Data listing
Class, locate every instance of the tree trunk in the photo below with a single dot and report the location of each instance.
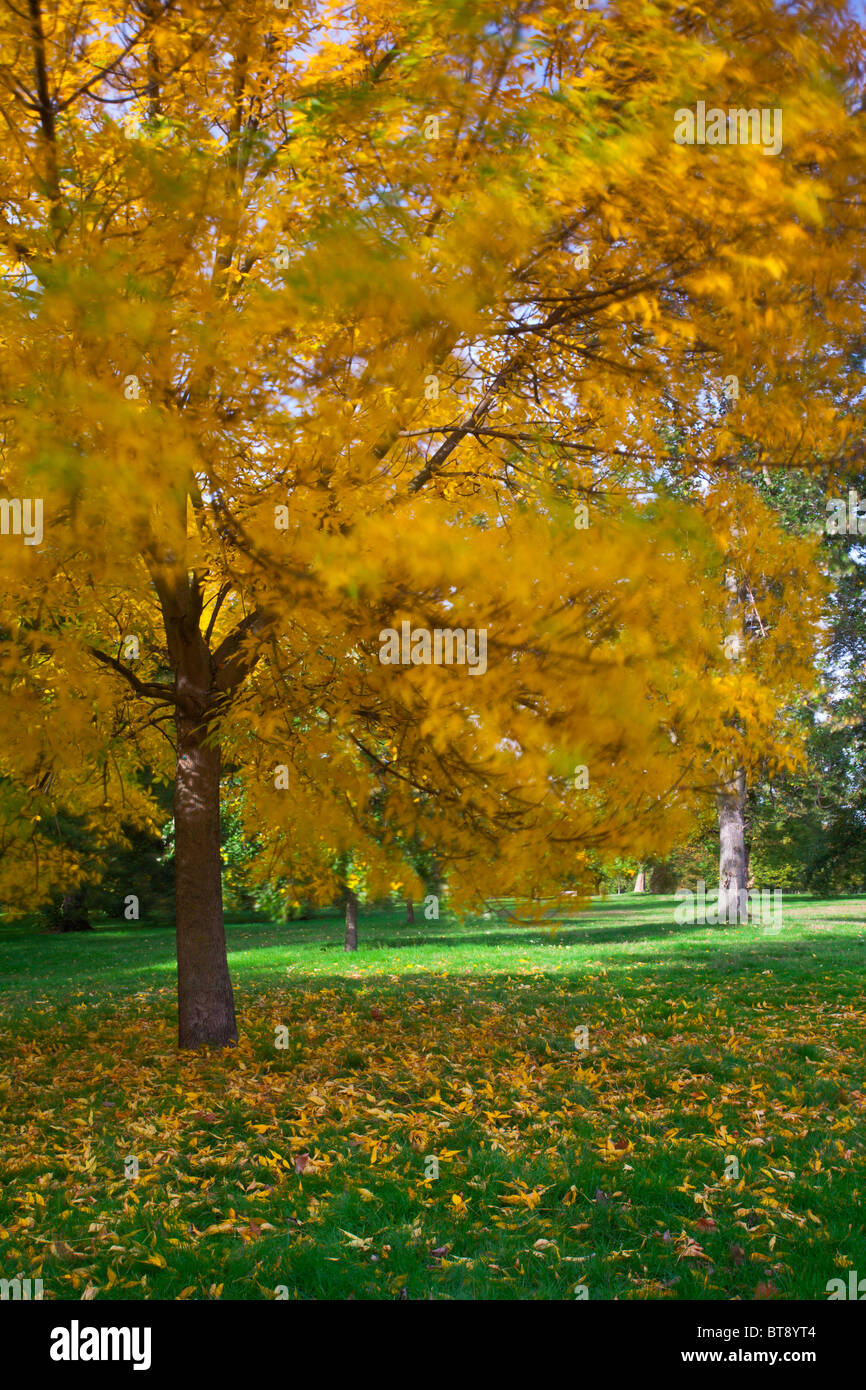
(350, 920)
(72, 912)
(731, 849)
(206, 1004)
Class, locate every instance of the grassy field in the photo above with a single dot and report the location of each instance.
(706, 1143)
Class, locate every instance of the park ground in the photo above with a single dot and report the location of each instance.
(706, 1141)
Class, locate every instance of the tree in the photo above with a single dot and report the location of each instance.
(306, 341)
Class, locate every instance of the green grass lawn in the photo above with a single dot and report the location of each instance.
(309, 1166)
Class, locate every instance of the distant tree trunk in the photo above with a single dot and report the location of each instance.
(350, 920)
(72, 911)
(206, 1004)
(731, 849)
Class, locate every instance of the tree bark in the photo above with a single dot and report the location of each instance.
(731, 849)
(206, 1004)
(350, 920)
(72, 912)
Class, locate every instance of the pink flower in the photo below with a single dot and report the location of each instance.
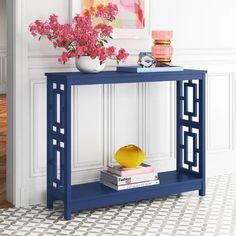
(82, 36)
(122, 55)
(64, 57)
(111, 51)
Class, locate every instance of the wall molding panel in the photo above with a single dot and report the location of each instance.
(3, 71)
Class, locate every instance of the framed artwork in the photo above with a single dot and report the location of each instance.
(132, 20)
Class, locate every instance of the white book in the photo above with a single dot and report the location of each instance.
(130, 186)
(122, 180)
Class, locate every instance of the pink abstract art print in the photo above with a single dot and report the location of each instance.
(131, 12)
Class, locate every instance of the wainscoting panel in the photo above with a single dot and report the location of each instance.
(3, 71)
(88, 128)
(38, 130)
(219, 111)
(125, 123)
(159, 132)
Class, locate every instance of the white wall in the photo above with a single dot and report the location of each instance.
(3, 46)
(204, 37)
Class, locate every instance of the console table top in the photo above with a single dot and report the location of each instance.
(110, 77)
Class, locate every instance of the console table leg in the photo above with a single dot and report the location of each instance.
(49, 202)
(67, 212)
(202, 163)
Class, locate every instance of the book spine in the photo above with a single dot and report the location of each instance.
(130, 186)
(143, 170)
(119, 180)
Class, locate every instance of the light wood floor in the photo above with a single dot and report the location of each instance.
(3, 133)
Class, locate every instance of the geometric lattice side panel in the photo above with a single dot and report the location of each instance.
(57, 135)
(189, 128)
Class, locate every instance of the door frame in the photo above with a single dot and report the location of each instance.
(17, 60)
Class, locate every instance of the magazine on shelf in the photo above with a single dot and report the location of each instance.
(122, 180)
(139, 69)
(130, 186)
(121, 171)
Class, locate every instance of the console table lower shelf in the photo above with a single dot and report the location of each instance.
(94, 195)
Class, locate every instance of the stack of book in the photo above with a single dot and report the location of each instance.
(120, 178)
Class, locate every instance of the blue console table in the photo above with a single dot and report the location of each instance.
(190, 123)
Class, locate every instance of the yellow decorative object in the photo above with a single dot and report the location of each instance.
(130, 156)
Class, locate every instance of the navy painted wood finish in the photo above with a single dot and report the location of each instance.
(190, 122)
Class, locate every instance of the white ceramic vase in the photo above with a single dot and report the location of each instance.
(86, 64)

...

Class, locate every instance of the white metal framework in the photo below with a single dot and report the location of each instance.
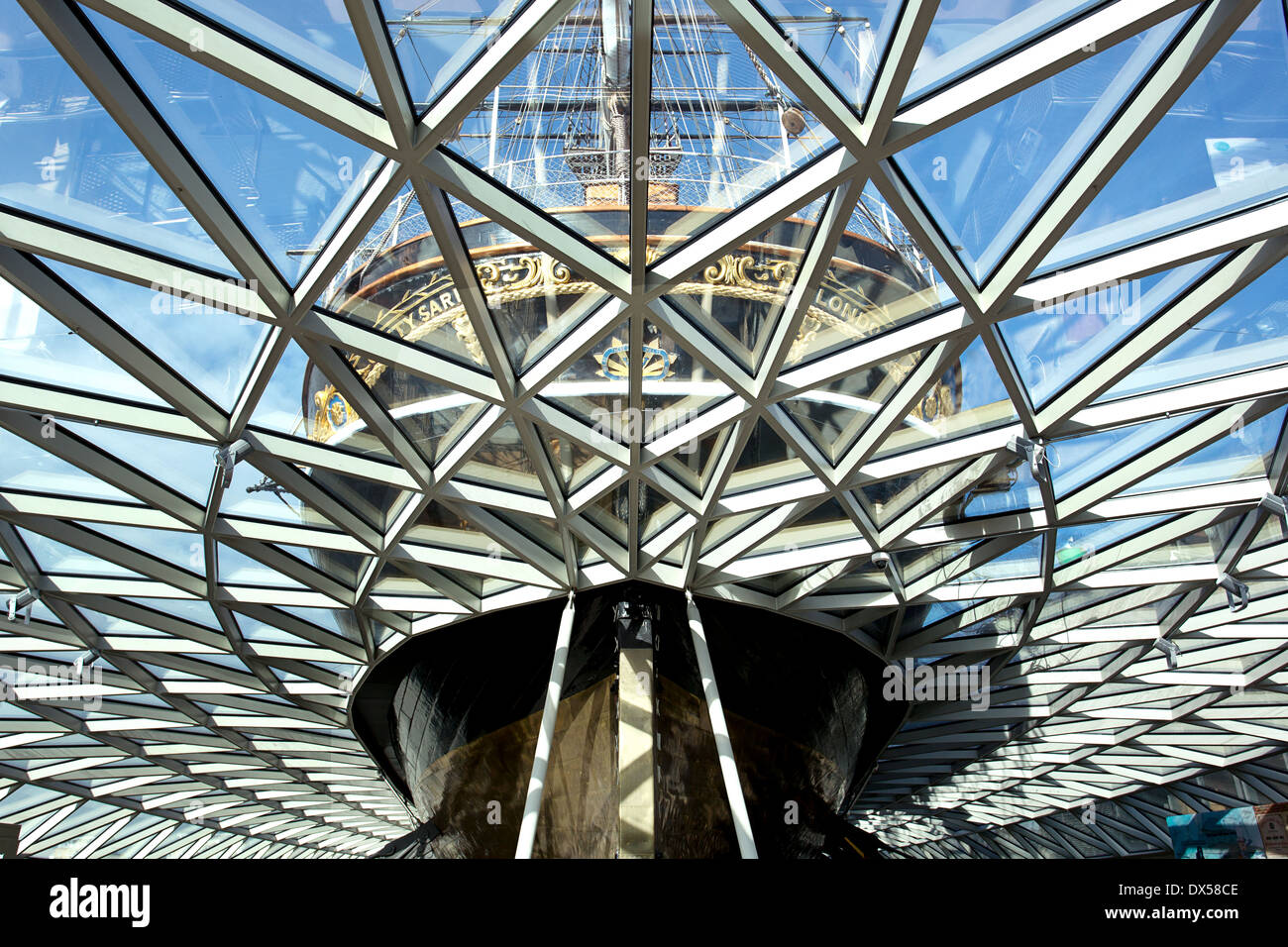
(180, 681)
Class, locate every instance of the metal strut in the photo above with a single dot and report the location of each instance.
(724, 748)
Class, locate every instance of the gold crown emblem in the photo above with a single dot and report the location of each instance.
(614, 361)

...

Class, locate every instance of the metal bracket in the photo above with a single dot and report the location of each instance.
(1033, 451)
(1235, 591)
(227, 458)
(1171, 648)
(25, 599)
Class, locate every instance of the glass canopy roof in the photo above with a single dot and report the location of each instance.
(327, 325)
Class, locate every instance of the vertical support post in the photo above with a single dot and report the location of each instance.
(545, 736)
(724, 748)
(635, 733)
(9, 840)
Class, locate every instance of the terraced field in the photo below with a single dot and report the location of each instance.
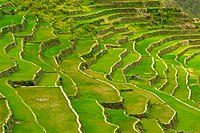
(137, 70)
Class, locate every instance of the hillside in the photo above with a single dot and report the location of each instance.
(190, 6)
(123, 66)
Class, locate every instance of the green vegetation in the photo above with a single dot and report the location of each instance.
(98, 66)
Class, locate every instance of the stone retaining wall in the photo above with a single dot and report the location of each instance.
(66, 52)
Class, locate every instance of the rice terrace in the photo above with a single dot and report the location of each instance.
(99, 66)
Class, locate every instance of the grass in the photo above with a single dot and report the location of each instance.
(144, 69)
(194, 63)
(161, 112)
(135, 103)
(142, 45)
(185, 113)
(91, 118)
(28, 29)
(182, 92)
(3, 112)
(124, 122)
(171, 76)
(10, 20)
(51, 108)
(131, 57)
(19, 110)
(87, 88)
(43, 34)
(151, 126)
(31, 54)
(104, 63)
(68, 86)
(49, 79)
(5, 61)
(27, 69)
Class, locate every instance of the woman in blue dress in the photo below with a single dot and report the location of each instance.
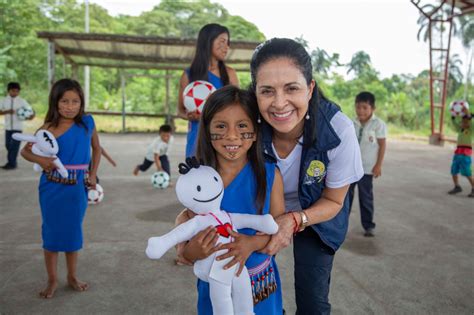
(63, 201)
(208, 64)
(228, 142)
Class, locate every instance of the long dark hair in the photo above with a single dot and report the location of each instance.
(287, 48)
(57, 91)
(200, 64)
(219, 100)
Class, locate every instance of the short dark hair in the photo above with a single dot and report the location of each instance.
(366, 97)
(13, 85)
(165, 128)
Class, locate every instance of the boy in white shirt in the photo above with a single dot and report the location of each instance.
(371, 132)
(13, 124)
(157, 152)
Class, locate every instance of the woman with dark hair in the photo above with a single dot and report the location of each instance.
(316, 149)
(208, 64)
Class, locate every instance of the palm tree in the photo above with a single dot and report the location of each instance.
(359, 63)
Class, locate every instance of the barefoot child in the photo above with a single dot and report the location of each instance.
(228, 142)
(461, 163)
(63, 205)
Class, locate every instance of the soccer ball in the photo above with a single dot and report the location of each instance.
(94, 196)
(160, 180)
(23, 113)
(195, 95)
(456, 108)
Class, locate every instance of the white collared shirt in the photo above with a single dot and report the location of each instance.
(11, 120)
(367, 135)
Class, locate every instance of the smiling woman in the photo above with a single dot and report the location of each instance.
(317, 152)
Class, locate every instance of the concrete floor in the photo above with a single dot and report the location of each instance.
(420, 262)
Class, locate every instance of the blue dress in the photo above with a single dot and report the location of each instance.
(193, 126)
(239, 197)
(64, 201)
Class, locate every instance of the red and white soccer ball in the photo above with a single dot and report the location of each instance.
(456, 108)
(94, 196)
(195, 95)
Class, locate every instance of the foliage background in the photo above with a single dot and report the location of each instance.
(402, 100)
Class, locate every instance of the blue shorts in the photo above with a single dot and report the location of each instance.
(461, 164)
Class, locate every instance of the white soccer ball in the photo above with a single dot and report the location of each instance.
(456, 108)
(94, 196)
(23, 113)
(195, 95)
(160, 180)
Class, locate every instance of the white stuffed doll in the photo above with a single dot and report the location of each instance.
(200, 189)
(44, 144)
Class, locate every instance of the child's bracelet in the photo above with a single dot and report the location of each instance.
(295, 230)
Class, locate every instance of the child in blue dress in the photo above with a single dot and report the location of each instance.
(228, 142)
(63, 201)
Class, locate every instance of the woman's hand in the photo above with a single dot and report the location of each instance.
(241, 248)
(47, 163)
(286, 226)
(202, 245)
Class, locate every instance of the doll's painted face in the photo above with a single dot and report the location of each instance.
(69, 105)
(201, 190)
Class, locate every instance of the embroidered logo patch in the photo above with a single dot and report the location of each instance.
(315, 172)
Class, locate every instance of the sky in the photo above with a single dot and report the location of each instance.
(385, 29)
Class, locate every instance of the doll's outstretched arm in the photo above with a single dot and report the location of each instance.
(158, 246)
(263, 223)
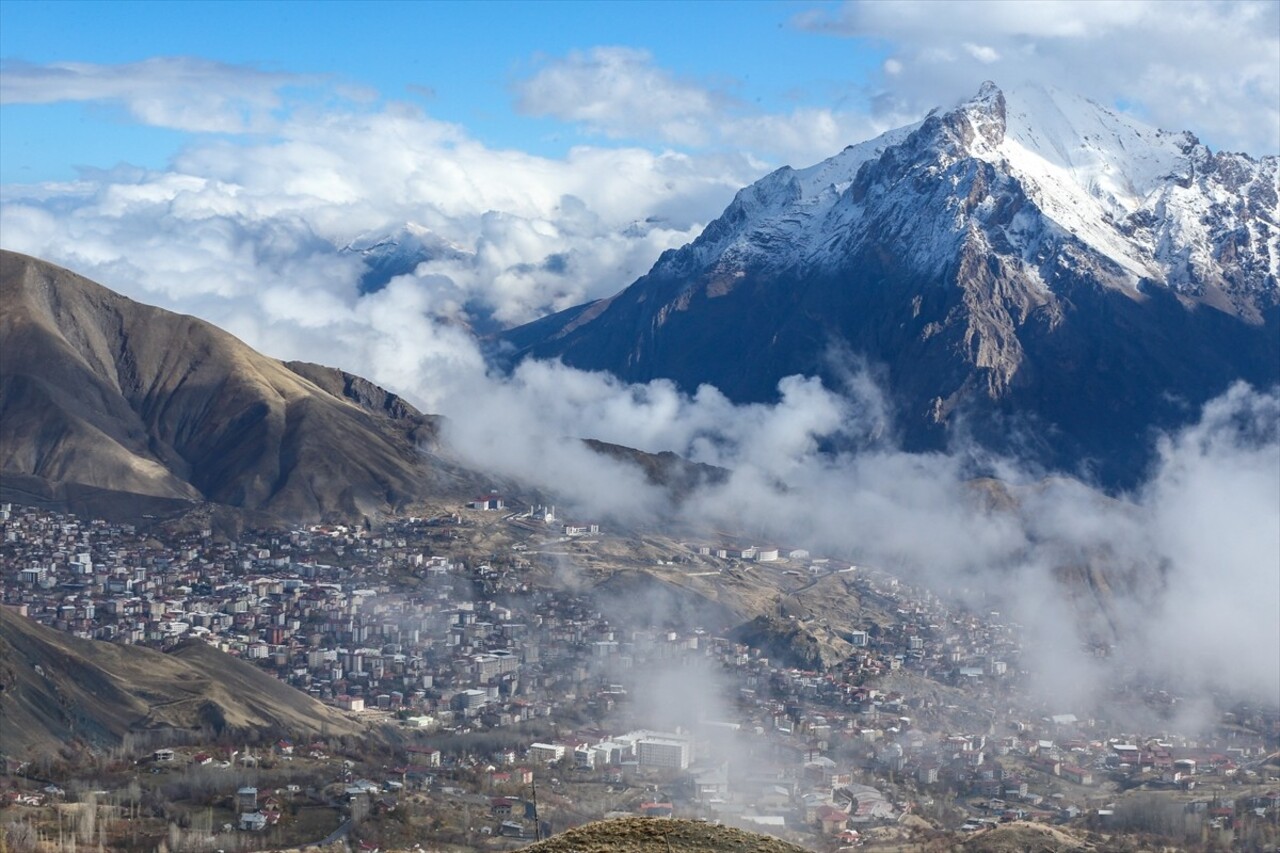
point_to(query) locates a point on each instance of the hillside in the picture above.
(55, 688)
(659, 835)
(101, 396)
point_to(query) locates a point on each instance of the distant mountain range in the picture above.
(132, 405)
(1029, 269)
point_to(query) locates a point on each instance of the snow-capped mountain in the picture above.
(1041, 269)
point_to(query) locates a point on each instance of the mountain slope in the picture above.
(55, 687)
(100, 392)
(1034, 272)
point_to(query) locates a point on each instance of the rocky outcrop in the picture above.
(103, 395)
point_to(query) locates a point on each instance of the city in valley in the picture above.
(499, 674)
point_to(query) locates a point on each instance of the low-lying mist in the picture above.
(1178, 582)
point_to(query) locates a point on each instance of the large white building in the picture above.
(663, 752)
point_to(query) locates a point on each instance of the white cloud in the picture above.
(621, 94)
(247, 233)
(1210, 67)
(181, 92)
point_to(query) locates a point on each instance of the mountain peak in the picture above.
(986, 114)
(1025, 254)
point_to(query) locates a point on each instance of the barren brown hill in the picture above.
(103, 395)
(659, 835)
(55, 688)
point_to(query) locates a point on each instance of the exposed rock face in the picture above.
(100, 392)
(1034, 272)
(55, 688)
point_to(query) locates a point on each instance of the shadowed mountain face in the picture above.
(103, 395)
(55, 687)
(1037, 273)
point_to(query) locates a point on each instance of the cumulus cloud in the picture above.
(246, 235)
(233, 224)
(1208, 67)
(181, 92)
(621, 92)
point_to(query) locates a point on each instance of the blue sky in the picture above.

- Written task:
Copy out the rows of the data listing exactly, starting at the line that contains "point_to(query) locates a point on each instance of the distant" and ending at the line that contains "(1025, 254)", with both of those lines included.

- Result:
point_to(query) locates a point on each instance of the distant mountain range in the picture above.
(132, 405)
(1029, 269)
point_to(query) locates a point on each instance of the snow-capped mountain in the picture above.
(1041, 269)
point_to(query) locates a point on each instance of the mountain slope in the picture above.
(55, 687)
(100, 392)
(1034, 272)
point_to(query) locates a point on each instance of the rocky outcrop in the picture above.
(103, 395)
point_to(query) locates a point on each instance of the city in valley in the picture above.
(499, 674)
point_to(query) locates a point on each instance of the low-lying mist in the picture above.
(1178, 582)
point_to(query) locates a point on each instance of the large white building in the picture above.
(663, 752)
point_to(query) locates a point on each instance of the white cloud in the picture above.
(621, 94)
(247, 233)
(1210, 67)
(181, 92)
point_to(query) locates a point on each instance of the mountain peak in the picture above.
(986, 114)
(1025, 254)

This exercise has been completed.